A star getting too close to a massive black hole (MBH) can get disrupted by the tidal forces in a tidal disruption event (TDE). The first observational evidence for TDEs came from detecting X-ray flares from the centers of quiescent galaxies in 1990-1991.
Recently, multiple NASA telescopes observed a massive black hole tearing apart an unlucky star that wandered too close. It was the fifth-closest instance of a black hole obliterating a star, and it was situated around 250 million light-years away from Earth in the center of another galaxy.
Astronomers noticed a sharp increase in high-energy X-ray photons around the black hole after the star had been shattered by the black hole’s gravity. This demonstrated that the star material created a corona, a very hot structure above the black hole, as it was drawn into its destruction.
This event, called AT2021ehb, took place in a galaxy with a central black hole about 10 million times the mass of our Sun. During this TDE, the star was torn apart and reduced to nothing but a long noodle of hot gas because the side of the star closest to the black hole was tugged more strongly than the opposite side.
Because of the event’s close vicinity, NASA’s NuSTAR (Nuclear Spectroscopic Telescopic Array) satellite—the most sensitive space telescope capable of monitoring these wavelengths of light—got an unprecedented look into the corona’s development and evolution.
NASA said, “The work demonstrates how the destruction of a star by a black hole – a process formally known as a tidal disruption event – could be used to understand better what happens to material captured by one of these behemoths before it fully devoured.”

## Source excerpt
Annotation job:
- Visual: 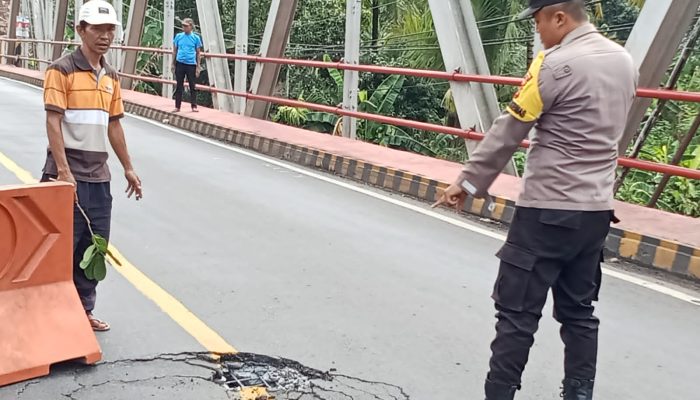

## Given task 1
Answer these questions from the black hole article, one line each, with answers marked the same way.
(a) About how far from Earth did the event take place?
(b) What name was given to the event?
(c) About how massive is the galaxy's central black hole compared with our Sun?
## Given task 2
Decide whether each statement agrees with the black hole article, answering yes or no and quoting the words that settle it.
(a) The first observational evidence for tidal disruption events came from radio flares.
(b) The event was the closest known instance of a black hole destroying a star.
(c) The star ended up as a long noodle of hot gas.
## Given task 3
Quote the part of the black hole article that opens with the words containing "Astronomers noticed a" and closes with "development and evolution.".

## Problem solution 1
(a) Around 250 million light-years.
(b) AT2021ehb.
(c) About 10 million times the mass of our Sun.

## Problem solution 2
(a) No: "The first observational evidence for TDEs came from detecting X-ray flares from the centers of quiescent galaxies in 1990-1991."
(b) No: "It was the fifth-closest instance of a black hole obliterating a star"
(c) Yes: "reduced to nothing but a long noodle of hot gas"

## Problem solution 3
Astronomers noticed a sharp increase in high-energy X-ray photons around the black hole after the star had been shattered by the black hole’s gravity. This demonstrated that the star material created a corona, a very hot structure above the black hole, as it was drawn into its destruction.
This event, called AT2021ehb, took place in a galaxy with a central black hole about 10 million times the mass of our Sun. During this TDE, the star was torn apart and reduced to nothing but a long noodle of hot gas because the side of the star closest to the black hole was tugged more strongly than the opposite side.
Because of the event’s close vicinity, NASA’s NuSTAR (Nuclear Spectroscopic Telescopic Array) satellite—the most sensitive space telescope capable of monitoring these wavelengths of light—got an unprecedented look into the corona’s development and evolution.